[Location identification entries]
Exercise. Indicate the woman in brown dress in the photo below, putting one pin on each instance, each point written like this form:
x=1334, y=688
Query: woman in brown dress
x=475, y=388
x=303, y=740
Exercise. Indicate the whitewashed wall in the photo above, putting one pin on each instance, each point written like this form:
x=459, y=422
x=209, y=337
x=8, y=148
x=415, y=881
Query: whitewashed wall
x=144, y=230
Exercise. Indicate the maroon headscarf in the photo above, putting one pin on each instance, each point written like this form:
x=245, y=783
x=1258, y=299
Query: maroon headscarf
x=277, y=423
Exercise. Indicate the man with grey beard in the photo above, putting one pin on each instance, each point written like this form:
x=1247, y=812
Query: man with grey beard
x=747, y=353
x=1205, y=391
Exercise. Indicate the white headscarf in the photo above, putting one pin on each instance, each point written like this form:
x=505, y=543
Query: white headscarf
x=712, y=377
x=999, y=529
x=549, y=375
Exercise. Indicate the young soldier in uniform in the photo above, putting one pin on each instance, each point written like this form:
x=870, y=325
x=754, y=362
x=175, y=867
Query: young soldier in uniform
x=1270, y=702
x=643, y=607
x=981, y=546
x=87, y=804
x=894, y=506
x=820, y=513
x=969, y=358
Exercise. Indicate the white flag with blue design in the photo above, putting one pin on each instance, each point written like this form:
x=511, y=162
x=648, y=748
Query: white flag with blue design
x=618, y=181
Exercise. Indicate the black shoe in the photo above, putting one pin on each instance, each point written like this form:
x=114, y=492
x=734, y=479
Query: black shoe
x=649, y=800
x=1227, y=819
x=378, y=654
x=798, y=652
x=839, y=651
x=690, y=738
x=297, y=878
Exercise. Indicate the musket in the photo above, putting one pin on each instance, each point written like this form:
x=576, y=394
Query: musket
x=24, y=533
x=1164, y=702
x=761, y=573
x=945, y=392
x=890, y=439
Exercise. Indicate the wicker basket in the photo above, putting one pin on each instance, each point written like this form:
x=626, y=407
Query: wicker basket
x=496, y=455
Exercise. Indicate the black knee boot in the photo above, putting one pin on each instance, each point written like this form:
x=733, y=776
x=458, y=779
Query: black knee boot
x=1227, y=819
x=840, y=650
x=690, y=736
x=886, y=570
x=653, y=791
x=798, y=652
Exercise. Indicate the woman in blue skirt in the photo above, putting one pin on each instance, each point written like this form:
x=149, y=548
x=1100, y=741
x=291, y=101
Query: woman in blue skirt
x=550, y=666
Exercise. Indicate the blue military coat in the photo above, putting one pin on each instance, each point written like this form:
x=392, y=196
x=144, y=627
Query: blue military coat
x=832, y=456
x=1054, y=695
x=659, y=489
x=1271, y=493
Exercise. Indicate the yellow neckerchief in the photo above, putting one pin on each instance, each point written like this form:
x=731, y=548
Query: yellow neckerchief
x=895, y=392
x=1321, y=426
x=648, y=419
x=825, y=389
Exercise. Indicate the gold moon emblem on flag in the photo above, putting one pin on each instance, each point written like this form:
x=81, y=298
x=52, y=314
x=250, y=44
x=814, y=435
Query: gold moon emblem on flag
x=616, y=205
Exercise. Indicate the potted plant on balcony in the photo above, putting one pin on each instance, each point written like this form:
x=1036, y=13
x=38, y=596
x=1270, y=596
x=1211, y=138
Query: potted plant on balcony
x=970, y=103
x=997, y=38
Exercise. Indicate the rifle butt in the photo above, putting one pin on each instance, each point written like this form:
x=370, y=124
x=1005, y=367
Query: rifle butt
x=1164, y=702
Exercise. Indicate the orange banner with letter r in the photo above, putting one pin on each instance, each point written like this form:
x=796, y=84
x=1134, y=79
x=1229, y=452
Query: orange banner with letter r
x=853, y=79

What to do: Recast every line of the records above as a JSON list of strings, one string per line, leaving out blank lines.

Complete output:
[
  "Exercise. Indicate the woman in brown dress in the photo below, putting one pin on each instance, each point written like this form:",
  "x=1334, y=688",
  "Query: woman in brown dress",
  "x=475, y=388",
  "x=303, y=740",
  "Exercise. Indicate the whitewashed wall in the photo above, putting one pin on each instance, each point written like this form:",
  "x=459, y=422",
  "x=209, y=337",
  "x=8, y=148",
  "x=415, y=881",
  "Query: whitewashed wall",
  "x=144, y=230",
  "Exercise. Indicate the maroon headscarf in the photo above, putting one pin on each instance, each point written like this form:",
  "x=245, y=783",
  "x=1258, y=299",
  "Query: maroon headscarf",
  "x=277, y=423",
  "Exercise. Indicate the man with grey beard in the photo above, putting one pin on each instance, each point written like this form:",
  "x=1247, y=812",
  "Query: man with grey beard",
  "x=747, y=353",
  "x=1205, y=391",
  "Exercise. Indicate the white headscarf in the photo above, putting one pin on each instance, each point written like this form:",
  "x=505, y=543",
  "Query: white headscarf",
  "x=712, y=377",
  "x=999, y=529",
  "x=549, y=375",
  "Exercise. Indicate the young soldier in uniform in the photo above, putting one pin on each instance, each point written like this form:",
  "x=870, y=325",
  "x=754, y=362",
  "x=175, y=867",
  "Query: young soldier in uniform",
  "x=1270, y=702",
  "x=643, y=607",
  "x=981, y=546",
  "x=87, y=804",
  "x=894, y=506",
  "x=820, y=513",
  "x=969, y=358",
  "Exercise. Indicate the white flag with blue design in the photo above, putting one pin on each instance, each point written like this form:",
  "x=511, y=162",
  "x=648, y=748",
  "Query: white flag with blue design",
  "x=618, y=181",
  "Exercise. Indicate the black shoe in the photo above, putting one pin on each instance, each point written like this form:",
  "x=114, y=492",
  "x=734, y=479",
  "Query: black shoe",
  "x=649, y=800",
  "x=1227, y=819",
  "x=378, y=654",
  "x=798, y=652",
  "x=839, y=651",
  "x=690, y=738",
  "x=297, y=878",
  "Exercise. Indicate the musket in the photo above, putting one pin on each instance, each point written like this form:",
  "x=576, y=394",
  "Query: musket",
  "x=24, y=533",
  "x=1164, y=702",
  "x=761, y=573",
  "x=945, y=392",
  "x=890, y=439",
  "Exercise. Indicate the wicker basket in the photo above, putting one pin on each instance, each point written like this form:",
  "x=626, y=407",
  "Query: wicker basket",
  "x=496, y=455",
  "Exercise. Indicate the black knee boot in the photo above, putting one pin on each instance, each point written like this form:",
  "x=733, y=776",
  "x=458, y=779",
  "Query: black knee boot",
  "x=1227, y=819",
  "x=840, y=650",
  "x=690, y=736",
  "x=886, y=570",
  "x=653, y=791",
  "x=798, y=652",
  "Exercise. Indicate the woman in blue skirt in the photo above, putting one pin on each instance, each point written like this form:",
  "x=149, y=548",
  "x=1100, y=741",
  "x=291, y=101",
  "Query: woman in blue skirt",
  "x=550, y=666",
  "Exercise. Indicate the blue military coat in the photo above, putting one pin on each instance, each point written like this form:",
  "x=392, y=196",
  "x=144, y=627",
  "Query: blue military coat",
  "x=832, y=456",
  "x=1054, y=695",
  "x=659, y=489",
  "x=1271, y=493",
  "Exercise. Indicate the yellow neckerchief in the photo above, putting one pin on each instance, each point written like this form:",
  "x=731, y=548",
  "Query: yellow neckerchief",
  "x=895, y=392",
  "x=1321, y=426",
  "x=648, y=419",
  "x=825, y=389",
  "Exercise. Indicate the gold moon emblem on flag in the photo above, putting one pin on each instance, each point written like this form:",
  "x=81, y=298",
  "x=52, y=314",
  "x=250, y=44",
  "x=814, y=435",
  "Query: gold moon emblem on flag",
  "x=616, y=205",
  "Exercise. Indicate the potted plant on balcony in the photo above, putting one pin on each instance, each point written like this form:",
  "x=1036, y=13",
  "x=38, y=596",
  "x=1270, y=596",
  "x=1211, y=138",
  "Query: potted plant on balcony",
  "x=970, y=103",
  "x=997, y=38",
  "Exercise. Indicate the rifle butt in the photo above, putting one pin on each instance, each point written like this form:",
  "x=370, y=124",
  "x=1005, y=367",
  "Query: rifle butt",
  "x=1164, y=702",
  "Exercise. Indicate the orange banner with letter r in the photo above, putting one pin on each instance, each point written like this form:",
  "x=796, y=84",
  "x=1134, y=79",
  "x=1229, y=452",
  "Query: orange banner with letter r",
  "x=853, y=79"
]